▶ **TASK BRIEF**
Write out the stretch of the reflection on consecration below, from "On the plane" through "or a priest.", with no changes.

▶ **TEXT SECTION**

Consecrate – Arnel Aquino, SJ

Luke 3:15-16; 21-22, The Baptism of the Lord

consecrate-yourself

When you “consecrate” something, the idea is to take that something and set it apart from similar things because you would like it to serve a different purpose. To consecrate something is to make it, well, “special,” because now, the purpose it serves is, say, bigger or more important or nobler. When you consecrate a church building, for example, it begins to serve a purpose that’s bigger, or more important, or nobler than what a usual building serves. When you consecrate a candle, you bring it beyond being merely a giver of light. It now becomes a more profound sign: the presence of God. When you consecrate bread & wine, they’re now set apart from the usual food and drink. They gain a more encompassing meaning, serve a bigger nobler, supernatural purpose. In other words, anything we consecrate we separate, we set aside, we take out of its usual purpose, such that a church, a candle, bread and wine, are no longer merely building, merely light, or merely food and drink.

On the plane to Davao last week, I was seat mates with a very cheerful 45-year-old father travelling with his wife and their only son. The son, I noticed, was special. “He has Down Syndrome,” the smiling man told me. “But we noticed he wasn’t learning how to talk despite being 11 years old. Our doctor recently diagnosed him with severe autism.” Imagine that. Down Syndrome with severe autism. He had very thick glasses, too. So, he walked only with the closest assistance. The lifetime of caregiving the child will need from his parents is mind boggling. But this father beside me, was incredibly cheerful. Reaching Davao, I told him, “Your son is making you and your wife holy, isn’t he?” I meant it. By taking care of a very special child, he and his wife would be made holy, “consecrated,” even without the “power” of a bishop or a priest.

▶ **INFORMATION PROVIDED**
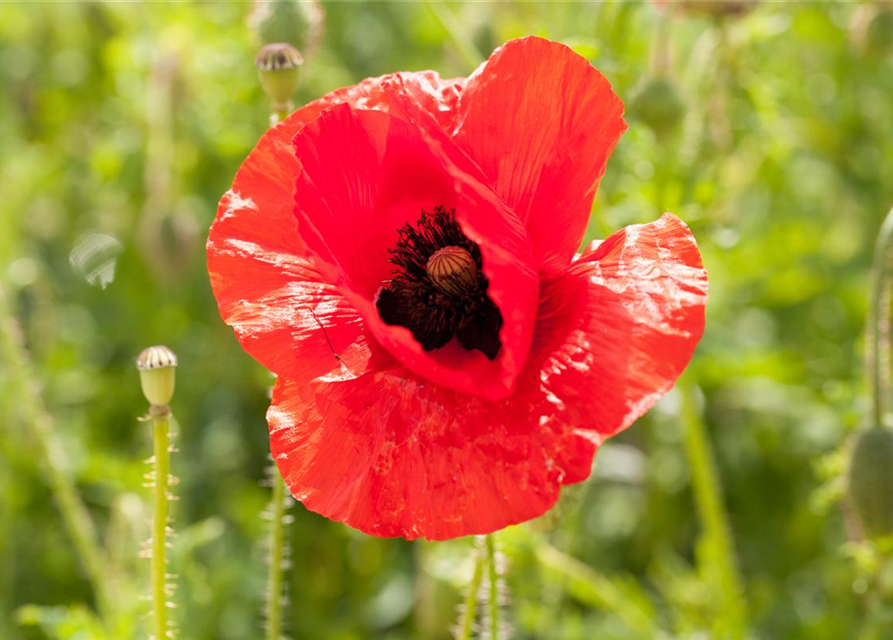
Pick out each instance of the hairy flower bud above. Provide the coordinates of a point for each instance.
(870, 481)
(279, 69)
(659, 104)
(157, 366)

---

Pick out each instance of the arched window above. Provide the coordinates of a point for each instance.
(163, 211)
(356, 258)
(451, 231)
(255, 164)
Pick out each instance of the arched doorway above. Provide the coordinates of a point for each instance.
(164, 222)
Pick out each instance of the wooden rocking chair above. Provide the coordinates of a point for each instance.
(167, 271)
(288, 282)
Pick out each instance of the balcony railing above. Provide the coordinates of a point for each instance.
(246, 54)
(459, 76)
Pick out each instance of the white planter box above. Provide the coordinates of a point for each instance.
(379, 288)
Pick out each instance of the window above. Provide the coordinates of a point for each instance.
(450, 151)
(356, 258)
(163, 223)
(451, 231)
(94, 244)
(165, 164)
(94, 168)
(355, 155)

==

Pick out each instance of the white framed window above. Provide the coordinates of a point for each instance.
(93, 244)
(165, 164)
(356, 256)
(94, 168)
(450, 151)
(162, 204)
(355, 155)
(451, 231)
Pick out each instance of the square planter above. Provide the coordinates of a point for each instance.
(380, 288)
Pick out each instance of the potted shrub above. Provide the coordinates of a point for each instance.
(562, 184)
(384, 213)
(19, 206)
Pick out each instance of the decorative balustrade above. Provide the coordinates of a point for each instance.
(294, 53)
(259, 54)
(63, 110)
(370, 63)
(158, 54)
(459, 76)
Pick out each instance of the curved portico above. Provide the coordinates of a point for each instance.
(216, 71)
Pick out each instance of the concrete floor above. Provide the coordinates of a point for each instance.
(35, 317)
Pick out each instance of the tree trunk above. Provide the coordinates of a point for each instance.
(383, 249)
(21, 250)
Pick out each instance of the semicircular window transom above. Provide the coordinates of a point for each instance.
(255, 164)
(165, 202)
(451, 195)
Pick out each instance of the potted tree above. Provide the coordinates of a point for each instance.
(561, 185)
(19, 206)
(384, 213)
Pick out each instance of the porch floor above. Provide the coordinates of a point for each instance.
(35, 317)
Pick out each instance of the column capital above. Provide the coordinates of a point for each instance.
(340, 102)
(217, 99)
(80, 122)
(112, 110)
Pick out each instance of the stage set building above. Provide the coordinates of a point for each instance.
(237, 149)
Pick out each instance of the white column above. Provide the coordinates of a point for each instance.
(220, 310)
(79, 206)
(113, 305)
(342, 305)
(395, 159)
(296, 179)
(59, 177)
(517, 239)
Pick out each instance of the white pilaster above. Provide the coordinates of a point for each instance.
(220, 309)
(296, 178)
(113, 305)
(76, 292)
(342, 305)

▶ **EXERCISE RESPONSE**
On the plane to Davao last week, I was seat mates with a very cheerful 45-year-old father travelling with his wife and their only son. The son, I noticed, was special. “He has Down Syndrome,” the smiling man told me. “But we noticed he wasn’t learning how to talk despite being 11 years old. Our doctor recently diagnosed him with severe autism.” Imagine that. Down Syndrome with severe autism. He had very thick glasses, too. So, he walked only with the closest assistance. The lifetime of caregiving the child will need from his parents is mind boggling. But this father beside me, was incredibly cheerful. Reaching Davao, I told him, “Your son is making you and your wife holy, isn’t he?” I meant it. By taking care of a very special child, he and his wife would be made holy, “consecrated,” even without the “power” of a bishop or a priest.